▶ _Problem requirements_: Look below for the line with "point: the child, center", and from there restate every line word for word until the entries end.

▶ _Saved entries_:

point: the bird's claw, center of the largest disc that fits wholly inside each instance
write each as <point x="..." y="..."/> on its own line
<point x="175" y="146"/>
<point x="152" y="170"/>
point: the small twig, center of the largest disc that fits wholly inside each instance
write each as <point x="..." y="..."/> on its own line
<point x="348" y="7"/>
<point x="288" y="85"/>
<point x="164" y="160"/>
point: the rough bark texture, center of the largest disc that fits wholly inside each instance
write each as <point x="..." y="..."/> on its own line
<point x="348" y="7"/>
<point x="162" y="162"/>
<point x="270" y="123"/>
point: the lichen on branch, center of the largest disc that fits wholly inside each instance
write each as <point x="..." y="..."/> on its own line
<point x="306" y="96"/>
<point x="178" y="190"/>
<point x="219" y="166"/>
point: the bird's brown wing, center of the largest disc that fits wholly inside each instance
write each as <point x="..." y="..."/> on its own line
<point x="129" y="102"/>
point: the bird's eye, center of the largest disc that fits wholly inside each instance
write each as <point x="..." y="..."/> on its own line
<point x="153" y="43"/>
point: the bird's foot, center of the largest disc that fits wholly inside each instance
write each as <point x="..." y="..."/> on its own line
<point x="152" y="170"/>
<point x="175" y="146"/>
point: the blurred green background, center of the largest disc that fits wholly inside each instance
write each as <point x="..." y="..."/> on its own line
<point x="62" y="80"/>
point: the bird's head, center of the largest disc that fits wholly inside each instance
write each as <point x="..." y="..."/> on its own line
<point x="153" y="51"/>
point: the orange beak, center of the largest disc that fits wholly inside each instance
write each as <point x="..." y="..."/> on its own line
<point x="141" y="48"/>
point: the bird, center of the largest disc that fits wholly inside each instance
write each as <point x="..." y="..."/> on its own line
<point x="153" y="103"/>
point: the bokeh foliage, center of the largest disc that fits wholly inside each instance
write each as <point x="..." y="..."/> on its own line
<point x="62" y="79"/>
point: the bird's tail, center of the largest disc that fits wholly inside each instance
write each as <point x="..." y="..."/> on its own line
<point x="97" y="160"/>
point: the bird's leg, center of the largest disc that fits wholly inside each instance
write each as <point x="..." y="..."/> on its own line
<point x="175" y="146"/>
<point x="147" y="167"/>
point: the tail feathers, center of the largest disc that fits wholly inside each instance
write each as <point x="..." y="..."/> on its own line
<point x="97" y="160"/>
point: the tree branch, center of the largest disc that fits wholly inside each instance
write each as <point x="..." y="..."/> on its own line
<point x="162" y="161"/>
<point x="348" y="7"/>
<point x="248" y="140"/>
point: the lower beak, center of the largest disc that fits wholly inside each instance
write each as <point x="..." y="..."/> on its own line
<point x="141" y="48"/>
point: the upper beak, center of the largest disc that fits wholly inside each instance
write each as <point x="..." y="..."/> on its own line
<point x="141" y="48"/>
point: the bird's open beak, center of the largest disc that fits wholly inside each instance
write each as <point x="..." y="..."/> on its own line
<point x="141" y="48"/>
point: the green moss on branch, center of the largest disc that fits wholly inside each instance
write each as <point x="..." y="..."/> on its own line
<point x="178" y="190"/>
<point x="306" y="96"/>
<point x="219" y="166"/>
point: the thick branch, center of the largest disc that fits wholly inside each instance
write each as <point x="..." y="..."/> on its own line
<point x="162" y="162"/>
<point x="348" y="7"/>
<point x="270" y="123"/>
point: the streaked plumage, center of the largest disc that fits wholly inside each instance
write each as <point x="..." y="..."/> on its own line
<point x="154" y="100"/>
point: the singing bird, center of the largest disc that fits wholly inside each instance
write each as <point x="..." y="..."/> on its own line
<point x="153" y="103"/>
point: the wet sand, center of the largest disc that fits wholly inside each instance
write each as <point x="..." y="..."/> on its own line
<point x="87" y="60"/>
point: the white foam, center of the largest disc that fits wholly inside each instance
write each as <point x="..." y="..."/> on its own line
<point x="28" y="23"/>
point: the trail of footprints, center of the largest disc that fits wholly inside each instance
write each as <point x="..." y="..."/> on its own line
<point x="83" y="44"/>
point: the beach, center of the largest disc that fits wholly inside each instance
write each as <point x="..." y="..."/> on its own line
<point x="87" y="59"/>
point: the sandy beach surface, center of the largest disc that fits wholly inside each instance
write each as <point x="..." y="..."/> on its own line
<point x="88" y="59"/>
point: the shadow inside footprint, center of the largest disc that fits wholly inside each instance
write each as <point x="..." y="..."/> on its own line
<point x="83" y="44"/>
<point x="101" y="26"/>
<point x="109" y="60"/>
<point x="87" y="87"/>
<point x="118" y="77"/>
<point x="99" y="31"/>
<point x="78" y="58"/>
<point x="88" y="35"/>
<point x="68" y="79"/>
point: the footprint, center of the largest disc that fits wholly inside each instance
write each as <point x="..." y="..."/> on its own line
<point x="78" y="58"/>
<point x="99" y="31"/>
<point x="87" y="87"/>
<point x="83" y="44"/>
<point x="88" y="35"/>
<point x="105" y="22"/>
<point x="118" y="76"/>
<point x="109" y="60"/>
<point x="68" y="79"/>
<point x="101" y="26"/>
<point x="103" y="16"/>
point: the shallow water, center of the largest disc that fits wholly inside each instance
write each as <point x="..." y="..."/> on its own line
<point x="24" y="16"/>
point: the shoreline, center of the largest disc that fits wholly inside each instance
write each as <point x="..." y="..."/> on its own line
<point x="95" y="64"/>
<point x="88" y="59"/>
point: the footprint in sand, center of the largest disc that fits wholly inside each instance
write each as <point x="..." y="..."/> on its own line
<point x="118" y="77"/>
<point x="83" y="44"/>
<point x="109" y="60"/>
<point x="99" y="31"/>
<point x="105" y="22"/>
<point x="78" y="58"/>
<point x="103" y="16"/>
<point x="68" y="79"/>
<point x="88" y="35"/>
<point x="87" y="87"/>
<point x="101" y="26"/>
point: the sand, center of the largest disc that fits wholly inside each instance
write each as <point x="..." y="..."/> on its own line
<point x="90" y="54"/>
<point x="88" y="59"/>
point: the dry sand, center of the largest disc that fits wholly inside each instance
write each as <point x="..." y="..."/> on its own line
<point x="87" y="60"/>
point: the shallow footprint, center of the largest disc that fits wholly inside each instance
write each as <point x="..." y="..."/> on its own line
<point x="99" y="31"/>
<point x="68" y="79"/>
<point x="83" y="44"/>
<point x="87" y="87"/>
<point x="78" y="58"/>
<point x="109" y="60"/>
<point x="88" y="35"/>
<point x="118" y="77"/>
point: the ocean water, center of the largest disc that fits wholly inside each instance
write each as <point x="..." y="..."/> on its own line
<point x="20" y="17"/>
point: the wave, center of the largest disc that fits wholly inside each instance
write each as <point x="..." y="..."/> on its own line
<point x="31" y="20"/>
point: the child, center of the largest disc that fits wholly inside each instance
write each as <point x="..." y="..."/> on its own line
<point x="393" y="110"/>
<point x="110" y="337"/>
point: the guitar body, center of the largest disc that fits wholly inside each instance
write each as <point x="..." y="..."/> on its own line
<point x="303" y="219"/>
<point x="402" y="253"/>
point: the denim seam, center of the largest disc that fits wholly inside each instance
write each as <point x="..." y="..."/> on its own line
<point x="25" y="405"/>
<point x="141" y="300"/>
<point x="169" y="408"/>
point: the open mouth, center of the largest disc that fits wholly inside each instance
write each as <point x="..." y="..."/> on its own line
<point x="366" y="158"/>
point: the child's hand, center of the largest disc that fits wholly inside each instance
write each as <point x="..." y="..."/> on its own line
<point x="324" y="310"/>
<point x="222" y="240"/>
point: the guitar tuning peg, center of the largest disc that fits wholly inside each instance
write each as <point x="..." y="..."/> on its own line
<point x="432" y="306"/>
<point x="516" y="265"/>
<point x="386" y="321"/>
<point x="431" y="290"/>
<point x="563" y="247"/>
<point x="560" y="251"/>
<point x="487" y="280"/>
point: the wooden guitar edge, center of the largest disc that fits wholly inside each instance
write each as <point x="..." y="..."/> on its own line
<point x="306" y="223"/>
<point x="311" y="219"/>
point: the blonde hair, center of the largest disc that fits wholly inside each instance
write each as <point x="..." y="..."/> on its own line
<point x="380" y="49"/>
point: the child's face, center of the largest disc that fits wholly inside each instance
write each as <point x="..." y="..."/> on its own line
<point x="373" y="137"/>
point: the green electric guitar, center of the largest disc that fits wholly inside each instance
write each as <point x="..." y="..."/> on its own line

▶ _Result below_:
point: the child, center of the largest disc that fits wholly inside each instance
write each as <point x="..." y="..."/> on its own line
<point x="393" y="110"/>
<point x="110" y="337"/>
point: the guitar body, center of the largest disc that fits wholly inside each instance
write each as <point x="..." y="..."/> on its own line
<point x="303" y="219"/>
<point x="402" y="253"/>
point: the denim seam, center of the largest disc that fits wholly inside each instance
write each as <point x="..." y="..."/> on its own line
<point x="25" y="405"/>
<point x="141" y="300"/>
<point x="169" y="408"/>
point: the open mouth, center of the largest disc that fits wholly inside each instance
write each as <point x="..." y="..."/> on its own line
<point x="366" y="158"/>
point: the child's hand, center of the largest disc that fits wholly inside each instance
write each as <point x="..." y="..."/> on its own line
<point x="324" y="310"/>
<point x="222" y="240"/>
point: the guitar tuning peg, center of the largest disc that fits wholly inside each instance
write each as <point x="..." y="..."/> on its own line
<point x="432" y="306"/>
<point x="516" y="265"/>
<point x="386" y="321"/>
<point x="431" y="290"/>
<point x="563" y="247"/>
<point x="560" y="251"/>
<point x="487" y="280"/>
point: the wooden guitar edge, center of the largest disc that fits wholly inside each instance
write each as <point x="..." y="..."/> on its own line
<point x="306" y="223"/>
<point x="311" y="219"/>
point: the blonde hair, center of the largest disc that fits wholly inside each instance
write each as <point x="..." y="..."/> on its own line
<point x="380" y="49"/>
point: the child's face, center of the largest disc that fits wholly inside each instance
write each as <point x="..." y="..."/> on its own line
<point x="373" y="137"/>
point: the green electric guitar, center of the largest disc that fits wholly inside each instance
write each as <point x="..." y="..."/> on its own line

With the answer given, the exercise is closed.